Set tasks:
1/ Name every city that appears in the text on medieval feudalism.
2/ Please format the records below as a two-column CSV with the headers request and answer, one row per record. Put each record's text and its answer in its own quoted field, replace line breaks with spaces, and leave out the pictures.

Feudalism was a dazzling display of decentralized economic power and political authority: the Manor, the Abbey, the Village, the Cite, the Guild, and last and by all means least, the ‘island state’. This is not the place to recount the breathtaking achievements of the so-called Middle Ages. Suffice to point out just a few highlights:
The ossified philosophy and theology of the late classical period gave way to new and vibrant ways of thinking. Excepting John and Paul, Augustine and Boethius (4th century CE) were the most consequential Western philosophers since Plato and Aristotle.
Gaudi notwithstanding, Europe’s greatest architectural treasures date from the Middle Ages.
The Middle Ages saw an evolution from slavery to serfdom to citizenship, only to be replaced later by wage slavery.
In 999, more people lived in the Medieval city of Córdoba, Spain than live today in Miami, Atlanta, Cleveland, or St. Louis.

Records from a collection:
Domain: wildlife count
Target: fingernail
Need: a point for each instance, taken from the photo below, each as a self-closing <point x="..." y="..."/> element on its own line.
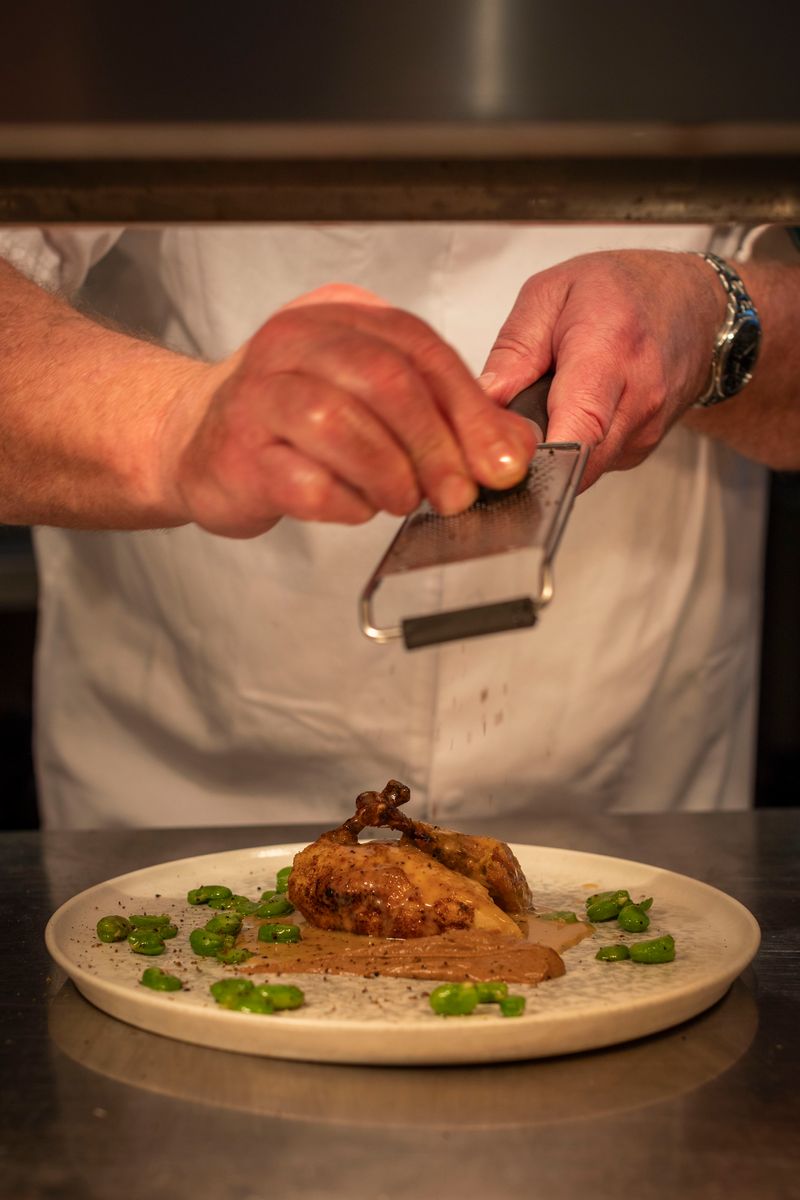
<point x="455" y="493"/>
<point x="505" y="461"/>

Solutions per task:
1/ Córdoba, Miami, Atlanta, Cleveland, St. Louis

2/
request,answer
"Domain: wildlife count Target: fingernail Need: a point for each instance, taken from the photo below, each as a self-closing <point x=""..."" y=""...""/> element on its own line.","<point x=""455"" y=""493""/> <point x=""505"" y=""461""/>"